═══ SUPPLIED TEXT ═══

# Kitchen Worktop Template



## jonoperth (Jul 28, 2010)

Hi, Im contemplating buying a template to join my kitchen worktops together but as im not going to use it that often is it worth the $$ outlay? Is it worth trying to make one?

Jon:no:


----------



## derek willis (Jan 21, 2009)

I made one some years ago, just for making the post formed joint, simply a piece of 18mm mdf about 300mm wide and 700mm long, put angle cut at 45deg. on one end for about 70mm and use it, it works very well no joint visible at all.


----------



## jonoperth (Jul 28, 2010)

Thanks I will give it a go and see how.I get on


----------



## Phil P (Jul 25, 2010)

A half decent one will cost you circa £100 (US $ 150) here. Worthwhile for the pro, but otherwise probably not. Before the jigs were available it was common practice for a mason's mitre joint to be cut by "hand" using a router and home-made jig like Derek says. 

Regards

Phil


----------



## istracpsboss (Sep 14, 2008)

hi Jon

I don't know about availability in Oz but these ones are available in the UK and whilst the material that it is made of is unlikely to be the same phenolic stuff the ones are made of for the guys using them every day, it will be perfectly adequate for someone doing the occasional one.
Silverline 633488 900mm Worktop Jig: Amazon.co.uk: DIY & Tools

Mine came from these people off eBay and was similar in price.

═══ GIVEN RECORDS ═══

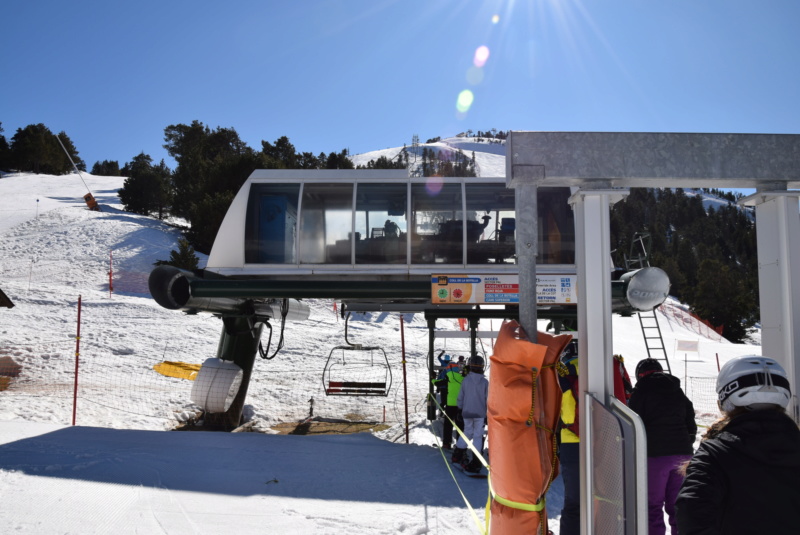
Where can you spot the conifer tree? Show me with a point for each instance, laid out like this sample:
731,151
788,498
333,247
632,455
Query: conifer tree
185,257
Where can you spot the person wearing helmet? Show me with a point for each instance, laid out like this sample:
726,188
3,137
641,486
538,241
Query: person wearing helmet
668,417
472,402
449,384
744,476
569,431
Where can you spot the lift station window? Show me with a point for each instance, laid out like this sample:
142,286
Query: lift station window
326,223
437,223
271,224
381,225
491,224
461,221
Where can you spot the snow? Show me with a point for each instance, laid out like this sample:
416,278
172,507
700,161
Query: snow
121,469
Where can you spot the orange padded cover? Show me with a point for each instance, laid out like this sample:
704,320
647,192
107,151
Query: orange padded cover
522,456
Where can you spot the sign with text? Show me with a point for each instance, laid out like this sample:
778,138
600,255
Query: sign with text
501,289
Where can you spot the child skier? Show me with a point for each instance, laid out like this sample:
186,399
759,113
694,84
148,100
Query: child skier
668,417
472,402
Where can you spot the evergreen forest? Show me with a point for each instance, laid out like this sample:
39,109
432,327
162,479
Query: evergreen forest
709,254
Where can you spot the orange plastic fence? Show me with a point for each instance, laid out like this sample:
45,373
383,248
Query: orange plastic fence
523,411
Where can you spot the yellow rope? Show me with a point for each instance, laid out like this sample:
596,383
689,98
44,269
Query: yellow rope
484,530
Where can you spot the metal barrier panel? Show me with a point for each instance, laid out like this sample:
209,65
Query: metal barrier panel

═══
═══ GIVEN RECORDS ═══

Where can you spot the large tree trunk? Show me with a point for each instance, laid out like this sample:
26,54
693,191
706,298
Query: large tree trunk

═══

• _TASKS_
1. Answer these from the worktop template thread:
(a) What thickness of MDF did derek willis use for his template?
(b) What price does Phil P give for a half decent jig?
(c) Where did istracpsboss's jig come from?
2. Copy the worktop template thread from "## istracpsboss (Sep" to "similar in price.".
3. Summarize the worktop template thread in two sentences.
Rely solely on the worktop template thread.

• _RESPONSE LIST_
1.
(a) 18mm
(b) Circa £100 (US $150)
(c) From sellers on eBay

2.
## istracpsboss (Sep 14, 2008)

hi Jon

I don't know about availability in Oz but these ones are available in the UK and whilst the material that it is made of is unlikely to be the same phenolic stuff the ones are made of for the guys using them every day, it will be perfectly adequate for someone doing the occasional one.
Silverline 633488 900mm Worktop Jig: Amazon.co.uk: DIY & Tools

Mine came from these people off eBay and was similar in price.

3. A forum member asks whether buying a template for joining kitchen worktops is worth the cost for infrequent use, or whether making one would be better. Replies describe a home-made template of 18mm MDF with a 45-degree angle cut at one end, say that a half decent commercial jig costs about £100 and is worthwhile mainly for professionals, and recommend a UK jig that is adequate for occasional use.